Page excerpt:
------------------------------------

When we became parents, I was of a punitive mindset while my husband was a of a GD mindset. He asked that we parent gently and, in the name of WOS (another mindset I held at the time), I obeyed him. I was quite sure my husband would change his tune right around the time our son turned two. It's laughable to me now to think about that. I really thought I had God on my side.

So Benji was about 18 months, maybe a little younger before I really began to feel like I needed to talk my husband outta this gentle discipline thing sooner rather than later. At that time, Benji had a thing for getting to the computer cables. I'd pick him up, move him away, tell him no-touch aaaand five seconds later he'd be at it again. It was maddening.

One day I literally counted how many times I repeated this scenario with our son and when my husband came home from work, I confronted him with the outrageous number. I told him that talking to and scolding our son just wasn't working. He was too young to understand. I concluded that it was necessary to spank if I ever wanted my boundaries to be respected.

------------------------------------

Task 1: Collect every line of the records that contains the word "tree", copying each one in full. Case counts.

Dataset rows:
------------------------------------

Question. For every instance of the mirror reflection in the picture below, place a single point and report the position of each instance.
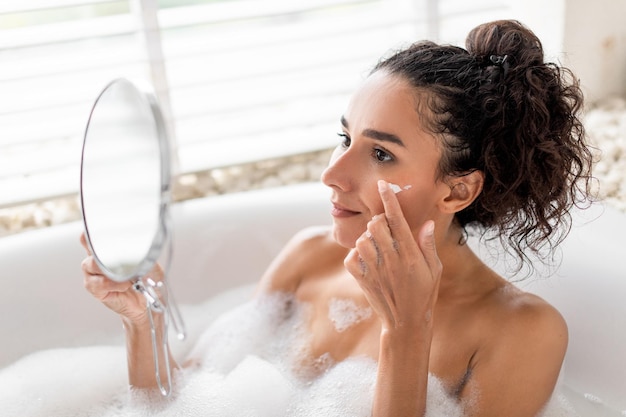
(124, 180)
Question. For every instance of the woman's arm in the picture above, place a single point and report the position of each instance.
(121, 298)
(400, 278)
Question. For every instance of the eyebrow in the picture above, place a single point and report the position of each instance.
(377, 134)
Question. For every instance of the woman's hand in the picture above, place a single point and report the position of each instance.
(118, 296)
(399, 275)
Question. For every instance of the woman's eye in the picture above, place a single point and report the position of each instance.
(381, 155)
(345, 140)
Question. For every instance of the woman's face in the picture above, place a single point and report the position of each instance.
(382, 138)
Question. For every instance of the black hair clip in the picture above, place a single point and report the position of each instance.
(502, 62)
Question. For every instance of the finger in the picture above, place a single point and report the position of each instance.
(426, 239)
(83, 242)
(100, 286)
(393, 212)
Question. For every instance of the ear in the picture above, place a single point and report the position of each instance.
(463, 191)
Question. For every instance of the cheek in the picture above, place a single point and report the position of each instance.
(417, 207)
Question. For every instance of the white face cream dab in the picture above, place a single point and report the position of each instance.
(396, 188)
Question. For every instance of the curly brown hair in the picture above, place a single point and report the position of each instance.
(499, 108)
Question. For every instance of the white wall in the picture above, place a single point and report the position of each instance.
(589, 36)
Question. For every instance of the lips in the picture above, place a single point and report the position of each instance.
(341, 211)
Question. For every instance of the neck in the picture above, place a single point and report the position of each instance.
(463, 272)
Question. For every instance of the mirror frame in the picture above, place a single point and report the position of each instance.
(146, 93)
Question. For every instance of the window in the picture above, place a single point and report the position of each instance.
(238, 80)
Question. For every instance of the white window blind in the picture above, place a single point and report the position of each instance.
(239, 80)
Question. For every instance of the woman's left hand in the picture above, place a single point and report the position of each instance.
(398, 274)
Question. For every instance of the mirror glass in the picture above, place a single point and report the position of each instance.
(125, 180)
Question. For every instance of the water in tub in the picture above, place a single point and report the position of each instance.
(251, 361)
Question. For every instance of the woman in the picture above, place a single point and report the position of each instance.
(438, 140)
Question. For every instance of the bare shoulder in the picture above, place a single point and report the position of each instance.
(528, 316)
(307, 251)
(521, 357)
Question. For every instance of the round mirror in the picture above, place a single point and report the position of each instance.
(125, 180)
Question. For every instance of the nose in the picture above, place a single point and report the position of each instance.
(338, 173)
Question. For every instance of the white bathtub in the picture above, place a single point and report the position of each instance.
(224, 242)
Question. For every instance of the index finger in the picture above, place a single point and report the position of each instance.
(83, 241)
(395, 217)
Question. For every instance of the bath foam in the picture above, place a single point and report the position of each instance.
(242, 372)
(344, 313)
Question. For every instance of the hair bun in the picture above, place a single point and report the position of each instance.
(505, 38)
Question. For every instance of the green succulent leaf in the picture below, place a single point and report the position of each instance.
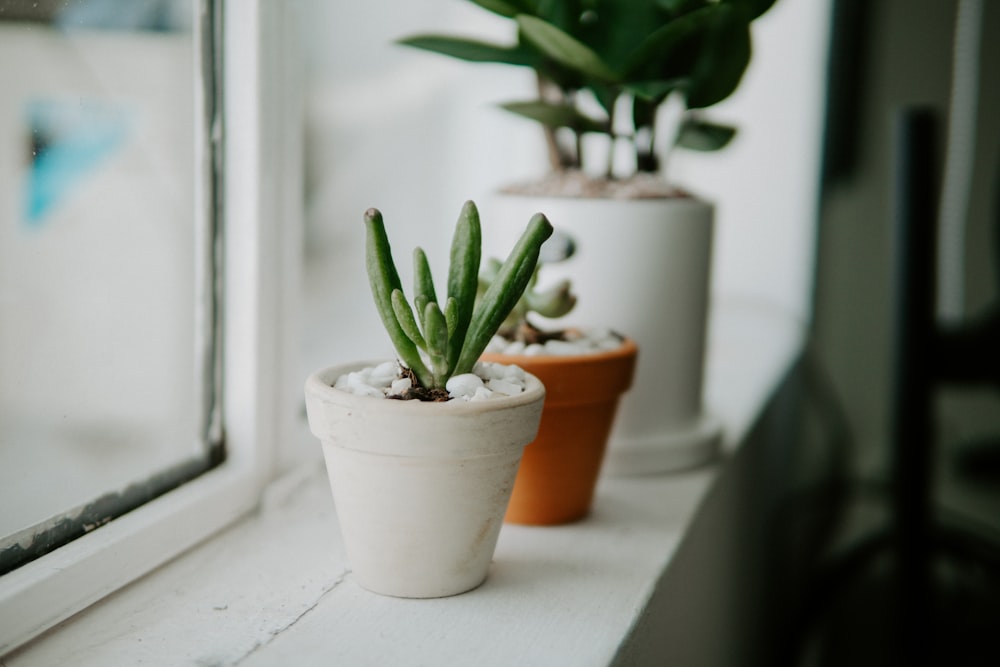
(463, 274)
(451, 316)
(556, 115)
(437, 343)
(702, 135)
(384, 279)
(404, 315)
(473, 50)
(723, 57)
(423, 283)
(565, 49)
(504, 292)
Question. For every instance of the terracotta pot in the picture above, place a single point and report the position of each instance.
(559, 471)
(420, 488)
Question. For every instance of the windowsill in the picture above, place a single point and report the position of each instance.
(276, 589)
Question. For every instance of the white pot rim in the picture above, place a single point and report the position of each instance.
(412, 428)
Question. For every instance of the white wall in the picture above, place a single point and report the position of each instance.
(416, 134)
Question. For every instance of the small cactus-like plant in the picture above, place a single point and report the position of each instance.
(553, 302)
(436, 342)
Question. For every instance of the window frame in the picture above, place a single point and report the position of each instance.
(259, 269)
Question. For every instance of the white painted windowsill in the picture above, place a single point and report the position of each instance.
(275, 589)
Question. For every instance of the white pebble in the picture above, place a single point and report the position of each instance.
(504, 387)
(367, 390)
(482, 394)
(460, 386)
(514, 373)
(384, 374)
(517, 347)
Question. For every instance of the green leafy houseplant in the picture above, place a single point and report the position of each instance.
(439, 342)
(643, 51)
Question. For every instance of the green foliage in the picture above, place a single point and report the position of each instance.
(434, 342)
(554, 302)
(648, 51)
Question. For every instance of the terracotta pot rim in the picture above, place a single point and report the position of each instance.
(626, 349)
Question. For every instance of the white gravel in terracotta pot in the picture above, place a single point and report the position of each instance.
(577, 342)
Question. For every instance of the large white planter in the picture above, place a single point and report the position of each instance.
(420, 488)
(643, 267)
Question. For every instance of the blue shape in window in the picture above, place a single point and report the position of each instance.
(69, 141)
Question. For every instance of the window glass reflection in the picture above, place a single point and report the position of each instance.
(97, 251)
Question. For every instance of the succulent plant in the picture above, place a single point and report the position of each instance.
(439, 342)
(643, 51)
(553, 302)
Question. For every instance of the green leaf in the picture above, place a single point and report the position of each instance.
(722, 58)
(702, 135)
(436, 335)
(463, 274)
(451, 316)
(404, 315)
(565, 49)
(509, 9)
(472, 50)
(752, 8)
(655, 91)
(679, 6)
(504, 292)
(656, 50)
(556, 115)
(423, 283)
(384, 279)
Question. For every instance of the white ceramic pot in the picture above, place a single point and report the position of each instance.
(420, 488)
(643, 266)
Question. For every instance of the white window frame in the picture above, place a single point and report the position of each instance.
(261, 216)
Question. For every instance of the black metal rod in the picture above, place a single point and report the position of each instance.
(914, 200)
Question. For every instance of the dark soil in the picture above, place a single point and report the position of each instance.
(418, 392)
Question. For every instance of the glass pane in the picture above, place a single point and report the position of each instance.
(100, 387)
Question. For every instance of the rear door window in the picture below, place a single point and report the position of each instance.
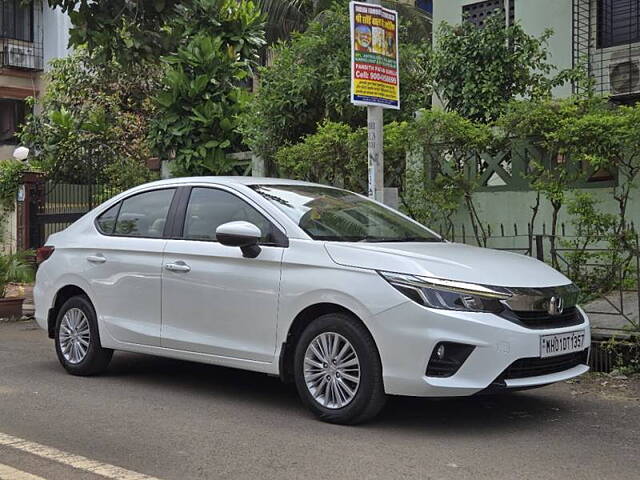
(144, 214)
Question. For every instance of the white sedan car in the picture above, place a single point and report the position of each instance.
(344, 296)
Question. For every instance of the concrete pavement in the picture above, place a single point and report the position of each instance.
(177, 420)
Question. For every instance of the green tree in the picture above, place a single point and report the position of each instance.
(478, 71)
(203, 90)
(93, 122)
(443, 146)
(127, 30)
(336, 153)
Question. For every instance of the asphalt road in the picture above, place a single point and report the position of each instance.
(177, 420)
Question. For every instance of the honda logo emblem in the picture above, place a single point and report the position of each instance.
(556, 305)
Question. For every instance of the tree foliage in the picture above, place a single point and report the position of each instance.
(127, 30)
(309, 83)
(442, 145)
(203, 90)
(336, 155)
(477, 71)
(93, 122)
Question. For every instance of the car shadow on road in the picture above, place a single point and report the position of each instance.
(255, 390)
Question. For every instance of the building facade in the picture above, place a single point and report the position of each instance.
(604, 34)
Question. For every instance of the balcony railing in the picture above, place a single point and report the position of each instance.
(21, 35)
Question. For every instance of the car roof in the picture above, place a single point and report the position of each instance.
(232, 180)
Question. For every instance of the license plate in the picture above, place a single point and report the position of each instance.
(561, 343)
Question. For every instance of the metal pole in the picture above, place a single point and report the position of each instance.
(375, 152)
(375, 144)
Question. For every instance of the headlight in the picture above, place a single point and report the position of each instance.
(448, 294)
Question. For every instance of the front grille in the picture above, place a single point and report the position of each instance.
(533, 367)
(542, 320)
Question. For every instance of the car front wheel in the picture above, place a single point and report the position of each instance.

------------------------------------

Task 2: Write the next part of the account about gentle discipline and spanking, continuing from its final sentence.

Expected output 1:
Question. For every instance of the green tree in the picture above, place a single point and report the position of each instance.
Question. For every instance of the tree foliage in the picture above, place a single point and report the position of each instance.

Expected output 2:
I'll never forget what happened next. We got in the car and went to the home building store--not to buy a yardstick but to find a simple cabinet for the computers. When we got home, Jason put the computers in the cabinet and secured the cords that ran from the backs of the computer towers to the monitors and keyboards out of sight behind the desk. Next he took a short ethernet cable that was brightly colored and let our son play with it. The short cable satisfied my son's curiosity and gave me something to redirect him to but he no longer messed with the computer cables anyway because he couldn't! They were out of his reach and stayed that way until he had the maturity to be around them safely.

My husband showed me how to enforce my boundaries with my children without using violence. It was a huge paradigm shift.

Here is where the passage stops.